→ Task description: The expected output is every line below, reproduced exactly.

--------

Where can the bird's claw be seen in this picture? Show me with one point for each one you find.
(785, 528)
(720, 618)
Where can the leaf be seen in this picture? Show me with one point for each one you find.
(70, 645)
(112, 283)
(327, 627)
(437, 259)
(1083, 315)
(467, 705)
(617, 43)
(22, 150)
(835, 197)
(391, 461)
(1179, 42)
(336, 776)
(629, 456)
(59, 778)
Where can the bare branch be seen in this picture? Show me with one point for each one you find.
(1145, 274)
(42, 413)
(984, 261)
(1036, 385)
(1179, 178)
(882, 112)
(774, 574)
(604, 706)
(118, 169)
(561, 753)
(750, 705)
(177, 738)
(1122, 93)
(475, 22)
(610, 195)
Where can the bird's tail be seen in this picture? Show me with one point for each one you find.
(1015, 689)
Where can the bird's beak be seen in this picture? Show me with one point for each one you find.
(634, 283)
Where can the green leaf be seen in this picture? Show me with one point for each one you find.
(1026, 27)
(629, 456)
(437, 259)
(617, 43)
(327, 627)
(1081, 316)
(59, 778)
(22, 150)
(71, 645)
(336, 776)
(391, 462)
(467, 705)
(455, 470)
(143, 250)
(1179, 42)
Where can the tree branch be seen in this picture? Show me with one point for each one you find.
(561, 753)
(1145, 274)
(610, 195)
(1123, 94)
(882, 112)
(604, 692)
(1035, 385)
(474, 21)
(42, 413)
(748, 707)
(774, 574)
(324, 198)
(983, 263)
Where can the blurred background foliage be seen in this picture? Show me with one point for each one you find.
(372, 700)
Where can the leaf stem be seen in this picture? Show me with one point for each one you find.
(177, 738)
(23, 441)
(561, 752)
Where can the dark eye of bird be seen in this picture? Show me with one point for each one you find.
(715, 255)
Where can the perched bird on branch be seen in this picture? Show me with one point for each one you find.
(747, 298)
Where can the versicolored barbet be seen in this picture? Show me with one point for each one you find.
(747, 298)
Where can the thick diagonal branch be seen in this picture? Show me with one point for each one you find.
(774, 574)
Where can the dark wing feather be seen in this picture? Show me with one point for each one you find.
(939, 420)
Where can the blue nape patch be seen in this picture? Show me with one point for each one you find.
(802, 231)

--------

→ Exercise answer:
Where can the bird's claw be seen in this picture? Show me with one point for each one you find.
(785, 528)
(720, 618)
Where can the leaf be seen in this picture? Show me with one point for each one you find.
(70, 645)
(112, 283)
(327, 627)
(437, 259)
(1083, 315)
(467, 705)
(617, 43)
(22, 150)
(835, 197)
(391, 461)
(1179, 42)
(336, 776)
(629, 456)
(59, 778)
Where can the bare branch be seen in this picture? Show me with one point for each one you find.
(1145, 274)
(42, 413)
(984, 261)
(1036, 385)
(1179, 178)
(882, 112)
(774, 574)
(604, 706)
(118, 169)
(561, 753)
(750, 705)
(177, 738)
(1122, 93)
(475, 22)
(610, 195)
Where can the bird's tail be seen in this picture? Show me with one point for each one you find.
(1015, 689)
Where can the bird's beak be seen in this picture? Show me with one point for each one you find.
(634, 283)
Where can the green leaf be seen in this picture? Show me with one point for each one you find.
(1026, 27)
(629, 456)
(437, 259)
(617, 43)
(327, 627)
(1081, 316)
(59, 778)
(22, 150)
(71, 645)
(336, 776)
(391, 462)
(467, 705)
(455, 470)
(143, 250)
(1179, 42)
Where can the tree branch be seen in this picture? Show me with one point for each one you find.
(561, 753)
(1145, 274)
(610, 195)
(1123, 94)
(882, 112)
(604, 692)
(1035, 385)
(474, 21)
(42, 413)
(748, 707)
(774, 574)
(324, 198)
(983, 263)
Where can the blurred background foliage be seen in this picture? Show me with one point for each one you find.
(372, 700)
Where can the leaf stem be seen in this picture? Show me with one point for each one you find.
(177, 738)
(23, 441)
(561, 752)
Where can the dark eye of bird be seen in this picture? Show me with one point for each one you find.
(715, 255)
Where can the perched bird on branch be seen in this picture? Show me with one point for each one you find.
(747, 298)
Where can the versicolored barbet be seen in this picture? Show me with one point for each one you find.
(747, 298)
Where can the thick diagonal branch be seen in this picture? Show me with one point for each one you find.
(774, 574)
Where can the dark wing feather be seen in this picture? Show me with one point for each one you find.
(939, 420)
Where can the blue nape patch be seen in this picture? Show me with one point for each one you find.
(802, 231)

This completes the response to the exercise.